Provided data |
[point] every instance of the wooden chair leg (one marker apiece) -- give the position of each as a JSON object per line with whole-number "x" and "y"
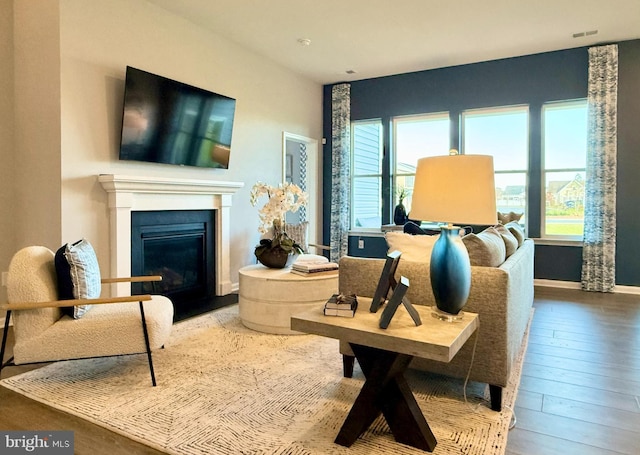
{"x": 347, "y": 365}
{"x": 7, "y": 318}
{"x": 146, "y": 341}
{"x": 495, "y": 392}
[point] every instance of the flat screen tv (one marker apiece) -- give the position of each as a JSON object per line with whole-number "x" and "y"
{"x": 166, "y": 121}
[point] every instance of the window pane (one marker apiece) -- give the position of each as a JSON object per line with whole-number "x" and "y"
{"x": 564, "y": 203}
{"x": 511, "y": 192}
{"x": 565, "y": 136}
{"x": 367, "y": 148}
{"x": 366, "y": 184}
{"x": 564, "y": 162}
{"x": 417, "y": 137}
{"x": 365, "y": 207}
{"x": 501, "y": 132}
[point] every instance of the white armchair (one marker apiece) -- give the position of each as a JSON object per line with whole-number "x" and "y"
{"x": 113, "y": 326}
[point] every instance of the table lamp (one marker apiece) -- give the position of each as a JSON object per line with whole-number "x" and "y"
{"x": 453, "y": 189}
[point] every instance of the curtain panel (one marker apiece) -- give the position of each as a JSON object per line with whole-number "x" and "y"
{"x": 598, "y": 253}
{"x": 340, "y": 170}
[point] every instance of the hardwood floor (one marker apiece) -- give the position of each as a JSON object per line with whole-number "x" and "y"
{"x": 580, "y": 386}
{"x": 579, "y": 393}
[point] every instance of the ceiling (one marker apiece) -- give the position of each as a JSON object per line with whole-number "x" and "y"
{"x": 381, "y": 37}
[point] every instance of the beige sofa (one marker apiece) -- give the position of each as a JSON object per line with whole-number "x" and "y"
{"x": 502, "y": 296}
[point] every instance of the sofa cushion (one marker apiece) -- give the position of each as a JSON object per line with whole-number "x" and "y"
{"x": 510, "y": 242}
{"x": 485, "y": 249}
{"x": 517, "y": 231}
{"x": 414, "y": 248}
{"x": 77, "y": 270}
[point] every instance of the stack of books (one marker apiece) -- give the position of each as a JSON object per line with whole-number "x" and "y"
{"x": 341, "y": 305}
{"x": 314, "y": 268}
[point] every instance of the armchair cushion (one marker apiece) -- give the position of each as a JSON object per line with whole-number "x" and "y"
{"x": 77, "y": 269}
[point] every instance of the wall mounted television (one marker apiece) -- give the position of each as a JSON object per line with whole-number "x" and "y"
{"x": 166, "y": 121}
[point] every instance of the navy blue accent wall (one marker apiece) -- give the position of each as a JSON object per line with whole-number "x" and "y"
{"x": 531, "y": 80}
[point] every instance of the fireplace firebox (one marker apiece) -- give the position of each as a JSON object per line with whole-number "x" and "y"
{"x": 178, "y": 245}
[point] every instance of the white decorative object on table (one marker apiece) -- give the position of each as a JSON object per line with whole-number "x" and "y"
{"x": 287, "y": 197}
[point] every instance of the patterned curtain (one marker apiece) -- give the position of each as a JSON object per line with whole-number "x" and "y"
{"x": 340, "y": 169}
{"x": 302, "y": 211}
{"x": 598, "y": 253}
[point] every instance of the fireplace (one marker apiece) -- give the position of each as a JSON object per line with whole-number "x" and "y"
{"x": 130, "y": 194}
{"x": 179, "y": 246}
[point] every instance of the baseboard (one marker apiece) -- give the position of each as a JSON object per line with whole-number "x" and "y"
{"x": 574, "y": 285}
{"x": 557, "y": 284}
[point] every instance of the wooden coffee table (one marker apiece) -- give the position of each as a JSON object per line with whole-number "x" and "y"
{"x": 384, "y": 355}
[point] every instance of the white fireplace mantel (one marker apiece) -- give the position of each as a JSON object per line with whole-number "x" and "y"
{"x": 135, "y": 193}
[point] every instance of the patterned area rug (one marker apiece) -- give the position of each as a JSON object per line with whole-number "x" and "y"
{"x": 225, "y": 389}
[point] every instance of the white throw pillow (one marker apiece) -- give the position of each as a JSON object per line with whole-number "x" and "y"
{"x": 414, "y": 248}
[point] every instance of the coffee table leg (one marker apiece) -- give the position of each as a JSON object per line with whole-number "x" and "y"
{"x": 386, "y": 391}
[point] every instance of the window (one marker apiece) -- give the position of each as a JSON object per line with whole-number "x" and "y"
{"x": 504, "y": 134}
{"x": 366, "y": 165}
{"x": 416, "y": 137}
{"x": 564, "y": 158}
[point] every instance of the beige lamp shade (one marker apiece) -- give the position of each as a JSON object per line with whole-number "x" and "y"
{"x": 456, "y": 189}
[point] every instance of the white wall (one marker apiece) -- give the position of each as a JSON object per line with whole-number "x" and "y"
{"x": 98, "y": 40}
{"x": 7, "y": 239}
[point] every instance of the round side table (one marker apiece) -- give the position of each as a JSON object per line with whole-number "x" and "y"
{"x": 269, "y": 297}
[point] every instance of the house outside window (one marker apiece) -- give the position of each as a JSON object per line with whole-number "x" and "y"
{"x": 366, "y": 175}
{"x": 564, "y": 158}
{"x": 502, "y": 132}
{"x": 415, "y": 137}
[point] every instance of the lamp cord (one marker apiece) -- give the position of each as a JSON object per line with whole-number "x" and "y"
{"x": 475, "y": 408}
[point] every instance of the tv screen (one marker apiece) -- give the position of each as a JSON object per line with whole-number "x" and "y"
{"x": 166, "y": 121}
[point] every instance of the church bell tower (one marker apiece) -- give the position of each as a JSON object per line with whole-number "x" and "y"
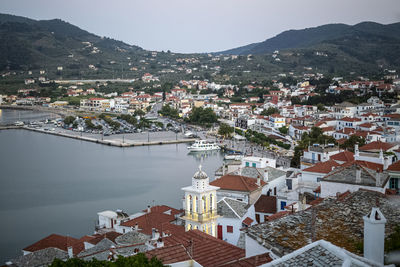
{"x": 200, "y": 204}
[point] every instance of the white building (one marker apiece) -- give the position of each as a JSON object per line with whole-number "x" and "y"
{"x": 258, "y": 162}
{"x": 234, "y": 216}
{"x": 200, "y": 204}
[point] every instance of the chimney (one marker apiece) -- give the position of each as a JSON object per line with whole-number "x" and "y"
{"x": 266, "y": 177}
{"x": 155, "y": 234}
{"x": 374, "y": 236}
{"x": 378, "y": 178}
{"x": 70, "y": 252}
{"x": 358, "y": 175}
{"x": 160, "y": 243}
{"x": 385, "y": 163}
{"x": 356, "y": 151}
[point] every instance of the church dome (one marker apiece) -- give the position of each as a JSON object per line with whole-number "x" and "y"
{"x": 200, "y": 174}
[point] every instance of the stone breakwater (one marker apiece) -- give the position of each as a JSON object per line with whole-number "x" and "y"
{"x": 117, "y": 143}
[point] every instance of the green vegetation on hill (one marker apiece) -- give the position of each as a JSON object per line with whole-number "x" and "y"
{"x": 139, "y": 260}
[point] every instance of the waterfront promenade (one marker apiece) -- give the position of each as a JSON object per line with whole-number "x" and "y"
{"x": 119, "y": 140}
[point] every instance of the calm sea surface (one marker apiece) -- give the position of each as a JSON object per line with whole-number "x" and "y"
{"x": 51, "y": 184}
{"x": 8, "y": 116}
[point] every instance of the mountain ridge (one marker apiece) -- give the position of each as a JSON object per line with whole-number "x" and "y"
{"x": 294, "y": 39}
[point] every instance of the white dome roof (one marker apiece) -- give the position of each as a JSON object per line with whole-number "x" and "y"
{"x": 200, "y": 174}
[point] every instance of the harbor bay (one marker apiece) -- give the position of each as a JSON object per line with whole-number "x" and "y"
{"x": 51, "y": 184}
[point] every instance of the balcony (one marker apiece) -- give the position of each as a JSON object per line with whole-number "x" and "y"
{"x": 309, "y": 161}
{"x": 200, "y": 217}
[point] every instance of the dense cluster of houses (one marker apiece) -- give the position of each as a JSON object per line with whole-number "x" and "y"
{"x": 256, "y": 213}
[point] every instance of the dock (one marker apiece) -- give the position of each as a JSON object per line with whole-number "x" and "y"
{"x": 117, "y": 143}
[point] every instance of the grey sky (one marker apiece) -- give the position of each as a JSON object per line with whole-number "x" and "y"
{"x": 203, "y": 25}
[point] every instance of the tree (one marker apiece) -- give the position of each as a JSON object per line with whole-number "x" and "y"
{"x": 225, "y": 130}
{"x": 321, "y": 107}
{"x": 139, "y": 112}
{"x": 69, "y": 120}
{"x": 269, "y": 111}
{"x": 284, "y": 130}
{"x": 352, "y": 141}
{"x": 202, "y": 116}
{"x": 168, "y": 111}
{"x": 137, "y": 260}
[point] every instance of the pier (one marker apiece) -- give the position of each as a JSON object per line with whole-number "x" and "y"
{"x": 99, "y": 139}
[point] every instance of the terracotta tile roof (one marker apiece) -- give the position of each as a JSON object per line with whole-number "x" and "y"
{"x": 266, "y": 204}
{"x": 323, "y": 167}
{"x": 159, "y": 218}
{"x": 204, "y": 249}
{"x": 350, "y": 119}
{"x": 248, "y": 221}
{"x": 278, "y": 215}
{"x": 376, "y": 146}
{"x": 170, "y": 254}
{"x": 164, "y": 208}
{"x": 395, "y": 167}
{"x": 344, "y": 156}
{"x": 53, "y": 241}
{"x": 98, "y": 237}
{"x": 336, "y": 221}
{"x": 256, "y": 260}
{"x": 366, "y": 125}
{"x": 328, "y": 129}
{"x": 237, "y": 183}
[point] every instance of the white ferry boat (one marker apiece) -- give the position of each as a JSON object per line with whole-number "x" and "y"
{"x": 203, "y": 145}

Aim | Beginning at the line where "[point] every instance of the dense" appears, extract each line through the end of the data above; keep them exact and include nothing else.

Expected answer |
[point] every instance of the dense cluster of houses (one marker apiece) -- give the position of each as a JSON object per line with whole-number "x" and "y"
{"x": 256, "y": 213}
[point] every instance of the dock (one marker apiece) -- give the position of each as a JSON object per line with whole-number "x" and "y"
{"x": 117, "y": 143}
[point] every instance of the grey sky (one marker apiece) -- give the position of each as a JSON object per line with whole-number "x" and "y"
{"x": 203, "y": 25}
[point] every instance of the tree (one marker apiece) -- give the position of each as a JSON object per line with whole-number "x" and "y"
{"x": 225, "y": 130}
{"x": 321, "y": 107}
{"x": 139, "y": 112}
{"x": 69, "y": 120}
{"x": 269, "y": 111}
{"x": 284, "y": 130}
{"x": 352, "y": 141}
{"x": 202, "y": 116}
{"x": 168, "y": 111}
{"x": 137, "y": 260}
[point] every instance of the pier (one marker apiece) -- give the position of each as a JSON object per line with whole-number "x" and "y"
{"x": 99, "y": 139}
[point] every instance of the terracotta tile roof (one marker apiece) -- give the position of each as a JSON object per line with whole-number "x" and "y"
{"x": 266, "y": 204}
{"x": 323, "y": 167}
{"x": 159, "y": 218}
{"x": 204, "y": 249}
{"x": 350, "y": 119}
{"x": 248, "y": 221}
{"x": 278, "y": 215}
{"x": 376, "y": 146}
{"x": 170, "y": 254}
{"x": 164, "y": 208}
{"x": 395, "y": 167}
{"x": 344, "y": 156}
{"x": 53, "y": 241}
{"x": 98, "y": 237}
{"x": 336, "y": 221}
{"x": 256, "y": 260}
{"x": 366, "y": 125}
{"x": 328, "y": 129}
{"x": 237, "y": 183}
[point] every instance of the white ferry boat (one marker apiece) -- give the position of each as a JSON object per line with whole-number "x" and "y"
{"x": 203, "y": 145}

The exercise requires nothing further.